**Recorded data**
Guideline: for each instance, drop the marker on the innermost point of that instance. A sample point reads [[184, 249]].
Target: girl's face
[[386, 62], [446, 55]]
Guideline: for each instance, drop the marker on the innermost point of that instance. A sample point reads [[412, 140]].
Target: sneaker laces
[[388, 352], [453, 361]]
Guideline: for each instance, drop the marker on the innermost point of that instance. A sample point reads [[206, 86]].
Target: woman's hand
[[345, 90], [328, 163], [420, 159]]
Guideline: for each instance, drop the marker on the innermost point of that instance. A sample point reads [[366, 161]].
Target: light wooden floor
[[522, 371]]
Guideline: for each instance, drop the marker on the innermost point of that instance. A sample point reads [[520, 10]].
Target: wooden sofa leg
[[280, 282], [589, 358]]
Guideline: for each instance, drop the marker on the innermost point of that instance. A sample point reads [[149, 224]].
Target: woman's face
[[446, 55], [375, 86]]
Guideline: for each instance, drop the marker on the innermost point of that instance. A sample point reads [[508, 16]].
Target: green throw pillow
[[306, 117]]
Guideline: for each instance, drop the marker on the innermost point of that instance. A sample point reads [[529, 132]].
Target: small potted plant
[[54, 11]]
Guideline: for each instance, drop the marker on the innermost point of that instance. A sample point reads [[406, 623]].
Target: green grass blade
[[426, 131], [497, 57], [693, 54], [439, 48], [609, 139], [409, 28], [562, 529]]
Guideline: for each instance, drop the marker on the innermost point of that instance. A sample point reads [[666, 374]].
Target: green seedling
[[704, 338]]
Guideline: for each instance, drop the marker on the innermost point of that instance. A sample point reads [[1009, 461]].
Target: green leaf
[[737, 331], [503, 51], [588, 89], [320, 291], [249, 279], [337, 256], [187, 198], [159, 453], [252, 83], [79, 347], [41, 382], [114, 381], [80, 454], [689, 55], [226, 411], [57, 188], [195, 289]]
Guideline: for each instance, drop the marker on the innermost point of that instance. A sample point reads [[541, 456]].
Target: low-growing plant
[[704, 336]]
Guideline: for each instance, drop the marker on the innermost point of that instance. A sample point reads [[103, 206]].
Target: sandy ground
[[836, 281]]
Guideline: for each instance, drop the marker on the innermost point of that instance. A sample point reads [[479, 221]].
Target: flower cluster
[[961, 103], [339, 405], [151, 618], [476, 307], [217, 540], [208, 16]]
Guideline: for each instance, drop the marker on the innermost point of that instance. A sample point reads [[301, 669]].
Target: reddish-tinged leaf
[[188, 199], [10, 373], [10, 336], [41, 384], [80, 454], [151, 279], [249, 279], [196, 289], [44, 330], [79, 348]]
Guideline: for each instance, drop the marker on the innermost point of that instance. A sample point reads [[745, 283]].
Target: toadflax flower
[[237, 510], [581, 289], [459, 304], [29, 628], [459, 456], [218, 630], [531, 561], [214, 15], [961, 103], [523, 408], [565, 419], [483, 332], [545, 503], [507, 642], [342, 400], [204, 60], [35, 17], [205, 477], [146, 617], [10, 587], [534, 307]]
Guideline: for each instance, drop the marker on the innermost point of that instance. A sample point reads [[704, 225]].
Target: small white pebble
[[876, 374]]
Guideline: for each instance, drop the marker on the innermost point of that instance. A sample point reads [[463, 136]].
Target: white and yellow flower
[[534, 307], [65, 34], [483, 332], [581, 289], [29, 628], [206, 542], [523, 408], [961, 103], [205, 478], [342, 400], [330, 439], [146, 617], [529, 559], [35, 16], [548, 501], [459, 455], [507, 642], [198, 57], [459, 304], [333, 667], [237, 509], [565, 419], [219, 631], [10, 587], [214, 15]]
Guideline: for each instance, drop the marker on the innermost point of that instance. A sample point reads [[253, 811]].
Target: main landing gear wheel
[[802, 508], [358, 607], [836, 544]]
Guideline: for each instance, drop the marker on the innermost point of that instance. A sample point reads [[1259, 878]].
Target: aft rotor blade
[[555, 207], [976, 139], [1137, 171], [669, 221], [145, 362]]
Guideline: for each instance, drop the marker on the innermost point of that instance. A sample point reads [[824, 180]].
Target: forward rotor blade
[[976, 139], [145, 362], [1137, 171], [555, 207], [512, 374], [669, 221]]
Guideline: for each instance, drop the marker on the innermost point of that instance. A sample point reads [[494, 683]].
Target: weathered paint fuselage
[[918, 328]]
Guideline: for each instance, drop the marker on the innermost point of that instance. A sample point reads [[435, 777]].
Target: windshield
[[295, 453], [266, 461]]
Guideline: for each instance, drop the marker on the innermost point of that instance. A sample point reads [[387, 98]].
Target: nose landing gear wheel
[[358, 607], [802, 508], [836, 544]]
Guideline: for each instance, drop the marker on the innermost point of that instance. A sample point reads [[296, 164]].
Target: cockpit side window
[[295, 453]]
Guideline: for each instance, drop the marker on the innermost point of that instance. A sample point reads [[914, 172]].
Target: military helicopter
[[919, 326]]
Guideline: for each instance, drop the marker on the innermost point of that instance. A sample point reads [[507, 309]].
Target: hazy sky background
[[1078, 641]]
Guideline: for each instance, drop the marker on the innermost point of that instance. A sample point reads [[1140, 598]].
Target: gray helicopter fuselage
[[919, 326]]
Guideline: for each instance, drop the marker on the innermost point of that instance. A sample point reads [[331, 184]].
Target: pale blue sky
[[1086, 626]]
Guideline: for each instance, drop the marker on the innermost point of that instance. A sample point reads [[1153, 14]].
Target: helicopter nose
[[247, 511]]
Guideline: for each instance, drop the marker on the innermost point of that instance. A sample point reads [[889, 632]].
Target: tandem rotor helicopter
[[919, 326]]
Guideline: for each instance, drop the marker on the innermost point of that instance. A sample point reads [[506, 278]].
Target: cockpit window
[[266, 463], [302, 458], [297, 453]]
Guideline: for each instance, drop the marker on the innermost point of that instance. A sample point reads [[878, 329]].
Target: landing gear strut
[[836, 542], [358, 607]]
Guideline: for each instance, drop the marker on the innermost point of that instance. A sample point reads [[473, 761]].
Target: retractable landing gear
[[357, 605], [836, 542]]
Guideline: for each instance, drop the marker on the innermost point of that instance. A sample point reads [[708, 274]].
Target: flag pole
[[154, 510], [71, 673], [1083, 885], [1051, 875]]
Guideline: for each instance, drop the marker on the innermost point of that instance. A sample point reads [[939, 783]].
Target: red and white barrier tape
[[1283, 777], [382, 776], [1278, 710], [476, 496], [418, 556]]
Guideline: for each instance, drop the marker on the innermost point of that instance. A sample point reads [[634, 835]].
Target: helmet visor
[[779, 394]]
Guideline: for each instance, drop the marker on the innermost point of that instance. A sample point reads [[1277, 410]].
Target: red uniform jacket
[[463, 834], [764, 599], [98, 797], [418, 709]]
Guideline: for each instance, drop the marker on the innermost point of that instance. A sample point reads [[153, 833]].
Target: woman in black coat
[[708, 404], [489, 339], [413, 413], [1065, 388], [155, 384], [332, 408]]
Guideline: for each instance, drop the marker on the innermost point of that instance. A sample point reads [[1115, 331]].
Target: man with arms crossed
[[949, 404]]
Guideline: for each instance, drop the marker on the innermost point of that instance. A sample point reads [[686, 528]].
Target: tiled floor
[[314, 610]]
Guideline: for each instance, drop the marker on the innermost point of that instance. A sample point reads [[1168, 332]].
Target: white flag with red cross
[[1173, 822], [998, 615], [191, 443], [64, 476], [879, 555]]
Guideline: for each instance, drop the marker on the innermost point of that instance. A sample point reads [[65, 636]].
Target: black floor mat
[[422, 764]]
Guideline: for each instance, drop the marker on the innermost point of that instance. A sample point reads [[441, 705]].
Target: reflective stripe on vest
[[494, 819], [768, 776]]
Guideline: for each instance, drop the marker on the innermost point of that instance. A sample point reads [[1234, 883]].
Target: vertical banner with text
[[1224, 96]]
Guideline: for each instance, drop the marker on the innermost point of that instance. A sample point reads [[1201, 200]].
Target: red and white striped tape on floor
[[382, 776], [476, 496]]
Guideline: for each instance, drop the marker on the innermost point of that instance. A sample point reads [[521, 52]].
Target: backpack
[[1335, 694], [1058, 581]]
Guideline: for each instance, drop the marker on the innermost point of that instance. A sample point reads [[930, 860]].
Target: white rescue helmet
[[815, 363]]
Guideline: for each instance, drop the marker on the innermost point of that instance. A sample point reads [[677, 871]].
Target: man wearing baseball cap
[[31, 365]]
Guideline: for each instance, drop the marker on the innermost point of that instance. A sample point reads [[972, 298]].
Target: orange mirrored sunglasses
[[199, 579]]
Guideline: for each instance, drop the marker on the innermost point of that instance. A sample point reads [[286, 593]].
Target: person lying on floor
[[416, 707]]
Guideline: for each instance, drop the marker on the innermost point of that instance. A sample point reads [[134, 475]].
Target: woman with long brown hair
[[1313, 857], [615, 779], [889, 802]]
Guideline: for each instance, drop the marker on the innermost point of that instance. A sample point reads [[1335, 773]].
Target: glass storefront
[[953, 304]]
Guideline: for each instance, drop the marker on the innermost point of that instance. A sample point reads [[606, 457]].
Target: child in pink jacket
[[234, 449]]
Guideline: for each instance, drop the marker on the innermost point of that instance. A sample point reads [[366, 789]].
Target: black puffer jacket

**Directive**
Format the part of the listing beginning with the line that contains "reads [[666, 374]]." and continuing through the line that contains "330], [79, 348]]" as a numbered list, with both of those lines included and any blank lines left out. Include no other lines.

**Written solution**
1. Guideline: for each instance, drop the marker on the innermost point of that instance. A sample point reads [[666, 374]].
2. Target: green seedling
3. [[704, 338]]
4. Guideline: for each instance, drop the marker on the innermost point of that instance. A sample point reads [[1009, 461]].
5. Target: green leaf
6. [[737, 331], [503, 51], [588, 89], [320, 291], [249, 279], [337, 256], [187, 198], [159, 453], [252, 83], [79, 347], [41, 382], [114, 381], [80, 454], [689, 55], [226, 411], [57, 188], [195, 289]]
7. Guideline: for each instance, drop the marker on the innermost point of that instance. A sample point reads [[541, 456]].
8. Target: low-growing plant
9. [[704, 336]]
10. Guideline: for each instance, drop the marker on the innermost point of that instance. A sample point reads [[103, 206]].
11. Target: sandy ground
12. [[836, 281]]
13. Guideline: for each instance, drop the marker on the innermost point of that instance. A sample point reads [[479, 221]].
14. Target: flower cluster
15. [[961, 103], [339, 405], [151, 618], [476, 307], [217, 540], [208, 16]]
16. Guideline: for each instance, drop the marker on the innermost point of that instance. A sample point reads [[301, 669]].
17. Target: reddish-tinged leaf
18. [[188, 199], [10, 373], [10, 336], [41, 384], [80, 454], [151, 279], [249, 279], [196, 289], [44, 330], [79, 348]]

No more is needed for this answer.